= AIM OF THE EXERCISE =
In the rows below, substitute "white bloom" for every occurrence of "white flower" and give the text back with everything else unchanged. Leave out the pictures.

= Location labeling records =

+++

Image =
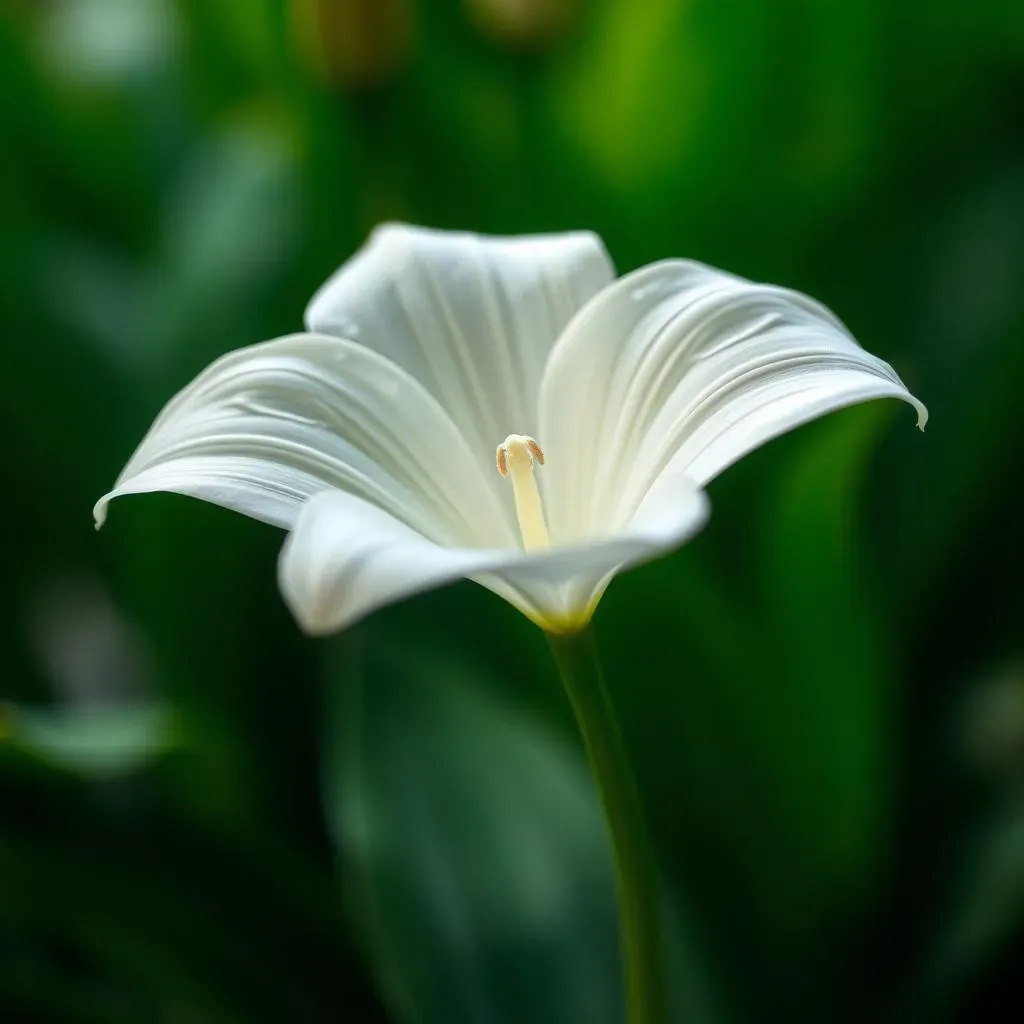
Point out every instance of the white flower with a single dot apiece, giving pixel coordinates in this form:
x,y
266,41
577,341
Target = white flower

+++

= RESPONSE =
Image =
Point out every instance of the white bloom with a single dot apiece, giving pixel coordinates in this form:
x,y
266,41
577,341
Target = white bloom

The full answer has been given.